For studies assessing the impact of heatwaves on ambulance dispatches, if they used the same heatwave definition (e.g. Excess Heat Factor (EHF)), effect estimate indicator (e.g. incidence rate ratio (IRR)), and health outcome (e.g. the daily total number of ambulance dispatches), they were included in the same meta-analysis. Specifically, two Australian studies which used EHF, in the same way, were pooled together (Jegasothy et al. 2017; Williams et al. 2018), and another two studies which used the same heatwave intensity (90th, 95th, or 99th percentiles) and duration indicators (2 or 3 days) were pooled together (Sun et al. 2014; Xu et al. 2018).

Random-effects models were used to pool the effect estimates. For studies which reported RRs across multiple lag periods within 2 days (e.g. 0–12, 0–24, and 0–48 h) (Cui et al. 2020), multiple regions (Williams et al. 2018), or multiple ambulance dispatch indicators (Sangkharat et al. 2020), we used hierarchical random-effects models to pool their RRs with RRs in other studies, accounting for both within-study variability (first level) and between-study variability (second level).

As the number of studies included in each meta-analysis was low (≤ 6), we were unable to assess a funnel plot or do more advanced regression-based assessments to evaluate publication bias.

____

- **WORK ITEM**
Write out the stretch of the heatwave meta-analysis passage from "As the number" through "evaluate publication bias.", word for word.

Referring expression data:
____

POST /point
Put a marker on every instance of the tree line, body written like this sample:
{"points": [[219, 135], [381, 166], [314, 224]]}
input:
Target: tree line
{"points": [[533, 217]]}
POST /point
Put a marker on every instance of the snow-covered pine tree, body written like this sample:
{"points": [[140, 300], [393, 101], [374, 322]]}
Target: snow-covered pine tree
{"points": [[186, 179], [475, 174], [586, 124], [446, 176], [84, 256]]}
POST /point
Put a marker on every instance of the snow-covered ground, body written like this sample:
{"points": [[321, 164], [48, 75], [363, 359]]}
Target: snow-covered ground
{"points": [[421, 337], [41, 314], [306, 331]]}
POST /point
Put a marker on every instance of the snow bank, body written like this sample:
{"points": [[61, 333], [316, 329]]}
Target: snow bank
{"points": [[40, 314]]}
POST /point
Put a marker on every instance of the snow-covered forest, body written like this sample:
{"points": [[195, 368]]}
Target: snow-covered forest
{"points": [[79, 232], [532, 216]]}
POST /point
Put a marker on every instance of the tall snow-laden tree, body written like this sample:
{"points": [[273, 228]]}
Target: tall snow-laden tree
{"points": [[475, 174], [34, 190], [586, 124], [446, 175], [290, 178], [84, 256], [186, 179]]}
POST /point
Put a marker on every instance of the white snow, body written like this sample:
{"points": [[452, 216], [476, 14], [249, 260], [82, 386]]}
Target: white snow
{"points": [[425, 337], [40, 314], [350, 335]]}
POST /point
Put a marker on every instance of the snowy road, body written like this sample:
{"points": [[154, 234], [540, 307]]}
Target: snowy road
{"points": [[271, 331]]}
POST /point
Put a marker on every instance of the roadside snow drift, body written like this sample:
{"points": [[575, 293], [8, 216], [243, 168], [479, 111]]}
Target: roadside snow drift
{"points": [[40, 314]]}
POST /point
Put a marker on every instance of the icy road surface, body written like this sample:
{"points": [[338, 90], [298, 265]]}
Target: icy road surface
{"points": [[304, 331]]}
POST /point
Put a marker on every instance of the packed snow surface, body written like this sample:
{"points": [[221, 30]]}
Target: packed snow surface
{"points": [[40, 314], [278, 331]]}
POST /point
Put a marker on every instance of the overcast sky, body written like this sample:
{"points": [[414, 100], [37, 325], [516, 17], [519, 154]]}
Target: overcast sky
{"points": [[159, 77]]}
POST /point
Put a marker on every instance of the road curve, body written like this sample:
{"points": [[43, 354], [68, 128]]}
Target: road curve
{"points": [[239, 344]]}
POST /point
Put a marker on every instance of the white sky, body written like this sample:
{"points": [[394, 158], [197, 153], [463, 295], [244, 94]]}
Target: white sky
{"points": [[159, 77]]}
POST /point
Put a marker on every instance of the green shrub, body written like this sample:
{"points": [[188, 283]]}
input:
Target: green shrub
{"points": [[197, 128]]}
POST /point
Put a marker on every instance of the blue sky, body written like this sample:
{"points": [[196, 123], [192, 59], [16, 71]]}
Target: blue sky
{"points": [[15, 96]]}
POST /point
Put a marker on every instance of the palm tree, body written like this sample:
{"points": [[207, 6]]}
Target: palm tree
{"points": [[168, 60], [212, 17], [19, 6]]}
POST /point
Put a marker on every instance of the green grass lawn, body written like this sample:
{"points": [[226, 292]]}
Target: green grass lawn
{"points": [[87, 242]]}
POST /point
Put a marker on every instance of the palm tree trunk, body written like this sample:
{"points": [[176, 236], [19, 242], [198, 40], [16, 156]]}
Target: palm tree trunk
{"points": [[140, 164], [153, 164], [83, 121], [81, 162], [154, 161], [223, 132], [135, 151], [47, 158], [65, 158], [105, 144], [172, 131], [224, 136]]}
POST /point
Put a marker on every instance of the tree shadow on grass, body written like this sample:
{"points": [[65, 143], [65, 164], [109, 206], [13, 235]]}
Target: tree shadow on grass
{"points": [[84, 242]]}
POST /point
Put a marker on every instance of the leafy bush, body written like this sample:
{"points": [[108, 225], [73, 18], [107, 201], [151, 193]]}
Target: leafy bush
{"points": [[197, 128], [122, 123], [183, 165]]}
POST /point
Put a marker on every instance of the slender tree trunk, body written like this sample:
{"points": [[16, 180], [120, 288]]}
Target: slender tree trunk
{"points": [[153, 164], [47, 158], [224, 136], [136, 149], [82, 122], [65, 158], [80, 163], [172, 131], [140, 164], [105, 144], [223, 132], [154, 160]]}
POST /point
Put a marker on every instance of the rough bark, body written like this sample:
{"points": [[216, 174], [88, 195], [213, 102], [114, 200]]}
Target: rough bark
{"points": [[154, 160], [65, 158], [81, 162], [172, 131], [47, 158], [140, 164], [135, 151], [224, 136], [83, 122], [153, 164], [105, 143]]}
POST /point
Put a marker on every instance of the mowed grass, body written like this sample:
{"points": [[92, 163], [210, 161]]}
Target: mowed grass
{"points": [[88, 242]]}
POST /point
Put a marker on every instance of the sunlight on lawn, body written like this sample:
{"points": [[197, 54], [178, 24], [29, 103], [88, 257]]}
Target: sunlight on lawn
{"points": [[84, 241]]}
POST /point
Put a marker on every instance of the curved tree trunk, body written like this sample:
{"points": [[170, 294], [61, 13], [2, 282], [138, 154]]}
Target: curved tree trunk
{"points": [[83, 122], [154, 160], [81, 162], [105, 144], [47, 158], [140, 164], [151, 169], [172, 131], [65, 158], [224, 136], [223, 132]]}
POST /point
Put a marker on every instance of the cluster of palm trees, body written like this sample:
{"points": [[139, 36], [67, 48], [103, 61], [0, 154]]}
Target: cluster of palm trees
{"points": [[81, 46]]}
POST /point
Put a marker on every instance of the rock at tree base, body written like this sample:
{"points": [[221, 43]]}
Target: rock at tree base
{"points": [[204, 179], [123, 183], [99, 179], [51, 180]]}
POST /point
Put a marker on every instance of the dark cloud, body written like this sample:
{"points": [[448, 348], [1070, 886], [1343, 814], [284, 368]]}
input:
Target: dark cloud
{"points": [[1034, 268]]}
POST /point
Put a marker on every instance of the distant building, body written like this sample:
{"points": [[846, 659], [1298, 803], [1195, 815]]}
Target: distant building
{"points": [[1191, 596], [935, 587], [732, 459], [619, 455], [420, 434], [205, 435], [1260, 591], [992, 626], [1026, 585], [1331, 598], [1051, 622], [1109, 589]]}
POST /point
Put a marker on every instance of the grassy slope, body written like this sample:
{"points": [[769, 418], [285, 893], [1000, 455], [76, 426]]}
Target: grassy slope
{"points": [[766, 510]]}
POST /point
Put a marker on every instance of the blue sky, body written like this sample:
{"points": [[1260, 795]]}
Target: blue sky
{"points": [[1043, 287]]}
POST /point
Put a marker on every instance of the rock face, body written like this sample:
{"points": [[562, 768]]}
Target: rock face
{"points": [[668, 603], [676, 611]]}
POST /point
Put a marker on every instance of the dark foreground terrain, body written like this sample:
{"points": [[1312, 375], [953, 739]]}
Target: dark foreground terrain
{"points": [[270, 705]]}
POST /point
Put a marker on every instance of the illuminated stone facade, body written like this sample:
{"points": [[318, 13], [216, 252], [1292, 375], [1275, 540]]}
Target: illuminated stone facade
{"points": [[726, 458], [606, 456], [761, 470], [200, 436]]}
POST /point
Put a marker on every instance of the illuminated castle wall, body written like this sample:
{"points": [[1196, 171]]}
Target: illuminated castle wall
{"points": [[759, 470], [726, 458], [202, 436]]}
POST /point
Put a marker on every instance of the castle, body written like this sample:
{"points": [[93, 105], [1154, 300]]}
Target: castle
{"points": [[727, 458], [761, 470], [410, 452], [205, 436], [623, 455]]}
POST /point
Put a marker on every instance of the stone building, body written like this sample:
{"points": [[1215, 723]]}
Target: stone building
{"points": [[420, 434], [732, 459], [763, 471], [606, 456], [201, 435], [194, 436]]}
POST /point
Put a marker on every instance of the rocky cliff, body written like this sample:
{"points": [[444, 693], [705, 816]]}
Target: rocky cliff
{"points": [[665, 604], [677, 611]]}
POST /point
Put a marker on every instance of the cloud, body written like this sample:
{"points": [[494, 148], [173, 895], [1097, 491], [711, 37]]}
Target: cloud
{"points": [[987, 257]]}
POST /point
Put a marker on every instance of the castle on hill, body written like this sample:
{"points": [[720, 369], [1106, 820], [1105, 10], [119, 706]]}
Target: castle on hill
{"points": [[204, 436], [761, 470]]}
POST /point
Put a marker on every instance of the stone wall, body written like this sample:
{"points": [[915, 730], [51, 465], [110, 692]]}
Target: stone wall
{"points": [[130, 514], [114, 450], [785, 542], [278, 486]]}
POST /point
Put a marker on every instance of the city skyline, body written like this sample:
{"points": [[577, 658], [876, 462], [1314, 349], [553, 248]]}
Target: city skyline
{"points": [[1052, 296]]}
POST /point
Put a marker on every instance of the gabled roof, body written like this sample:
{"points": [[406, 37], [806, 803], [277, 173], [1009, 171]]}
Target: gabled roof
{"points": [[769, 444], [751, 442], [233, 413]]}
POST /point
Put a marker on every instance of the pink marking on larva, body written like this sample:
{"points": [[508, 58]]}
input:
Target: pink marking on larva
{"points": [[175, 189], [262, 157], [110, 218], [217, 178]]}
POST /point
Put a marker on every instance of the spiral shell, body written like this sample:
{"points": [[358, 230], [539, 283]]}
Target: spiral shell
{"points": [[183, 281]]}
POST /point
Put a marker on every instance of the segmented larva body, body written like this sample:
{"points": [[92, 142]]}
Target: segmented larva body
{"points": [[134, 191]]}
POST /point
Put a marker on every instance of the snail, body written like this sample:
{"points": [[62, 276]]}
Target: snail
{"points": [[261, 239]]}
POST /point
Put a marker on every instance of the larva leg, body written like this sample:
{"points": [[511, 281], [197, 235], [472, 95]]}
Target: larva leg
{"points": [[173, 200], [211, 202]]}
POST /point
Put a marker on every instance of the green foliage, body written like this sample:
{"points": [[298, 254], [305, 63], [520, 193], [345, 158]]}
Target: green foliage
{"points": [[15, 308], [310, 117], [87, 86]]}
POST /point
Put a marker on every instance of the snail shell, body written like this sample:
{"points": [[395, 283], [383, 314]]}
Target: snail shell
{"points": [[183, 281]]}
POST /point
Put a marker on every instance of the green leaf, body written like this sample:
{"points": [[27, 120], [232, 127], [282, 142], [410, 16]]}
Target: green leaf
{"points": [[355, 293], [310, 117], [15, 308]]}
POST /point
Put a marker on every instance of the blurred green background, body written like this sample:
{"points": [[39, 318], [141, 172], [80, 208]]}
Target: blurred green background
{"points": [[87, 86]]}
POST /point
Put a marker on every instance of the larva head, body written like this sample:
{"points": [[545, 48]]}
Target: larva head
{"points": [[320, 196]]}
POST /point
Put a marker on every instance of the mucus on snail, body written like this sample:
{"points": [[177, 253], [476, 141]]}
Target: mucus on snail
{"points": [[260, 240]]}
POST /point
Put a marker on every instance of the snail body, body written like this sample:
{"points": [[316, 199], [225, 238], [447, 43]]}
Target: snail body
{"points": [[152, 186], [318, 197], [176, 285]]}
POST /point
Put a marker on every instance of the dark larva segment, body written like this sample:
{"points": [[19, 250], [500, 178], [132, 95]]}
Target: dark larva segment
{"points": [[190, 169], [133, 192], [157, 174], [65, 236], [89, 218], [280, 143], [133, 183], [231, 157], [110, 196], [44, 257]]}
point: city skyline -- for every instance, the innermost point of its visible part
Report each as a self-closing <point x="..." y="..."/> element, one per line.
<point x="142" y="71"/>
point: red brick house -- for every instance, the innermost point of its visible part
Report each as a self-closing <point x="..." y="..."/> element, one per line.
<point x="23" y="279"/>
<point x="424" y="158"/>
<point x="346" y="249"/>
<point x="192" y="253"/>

____

- **YOUR SOLUTION**
As the number of studies included in each meta-analysis was low (≤ 6), we were unable to assess a funnel plot or do more advanced regression-based assessments to evaluate publication bias.